▸ Exercise
Reproduce the records word for word, leaving out any pictures they hold.

*** Opening Dataset records ***

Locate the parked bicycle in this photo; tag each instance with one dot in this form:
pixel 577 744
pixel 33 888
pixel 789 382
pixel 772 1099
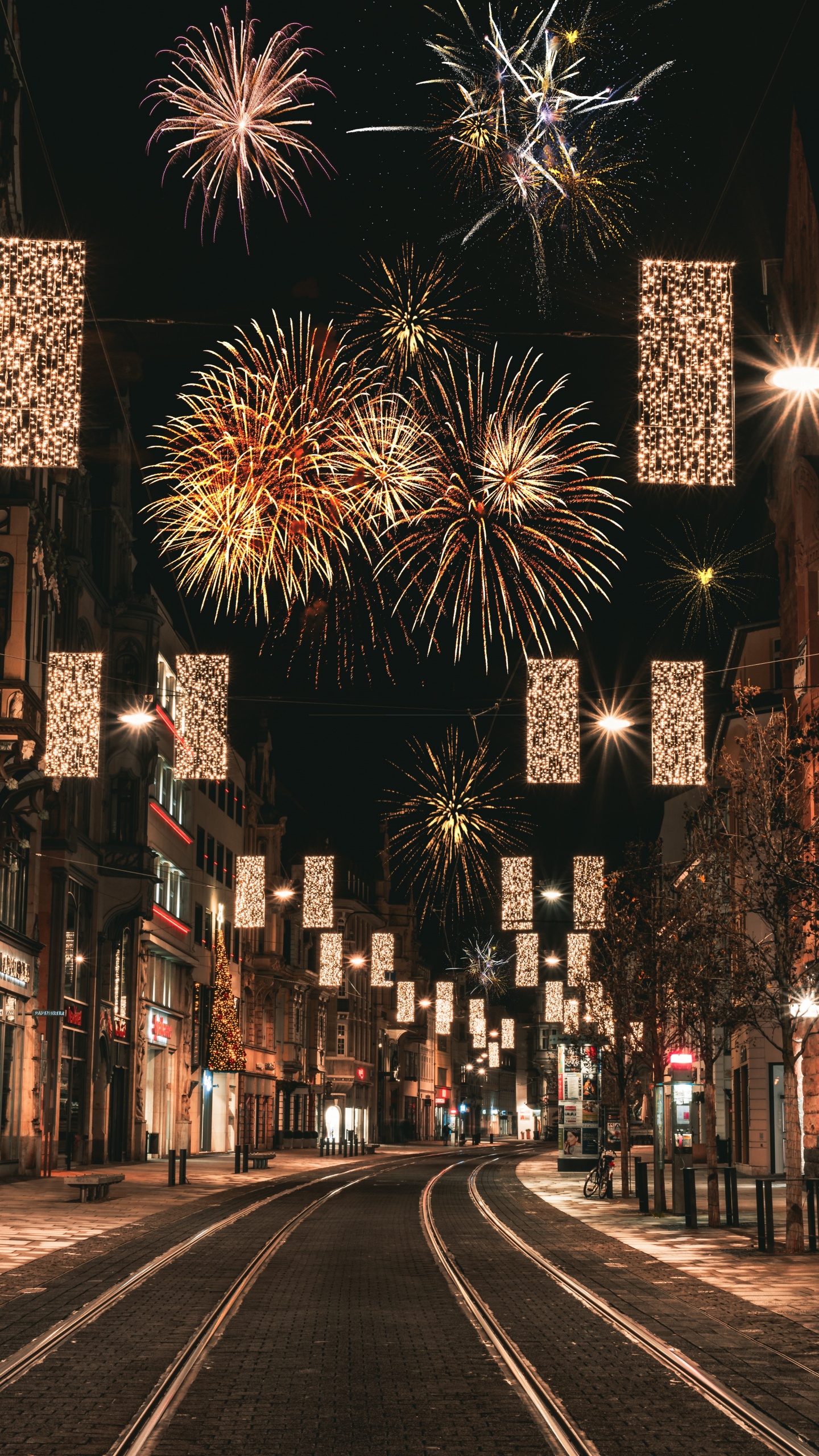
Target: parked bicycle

*** Closing Dataset records ***

▸ The answer
Locate the parked bicycle in this photo; tag each instance with one dot in this form:
pixel 577 744
pixel 33 888
pixel 789 382
pixel 772 1099
Target: parked bicycle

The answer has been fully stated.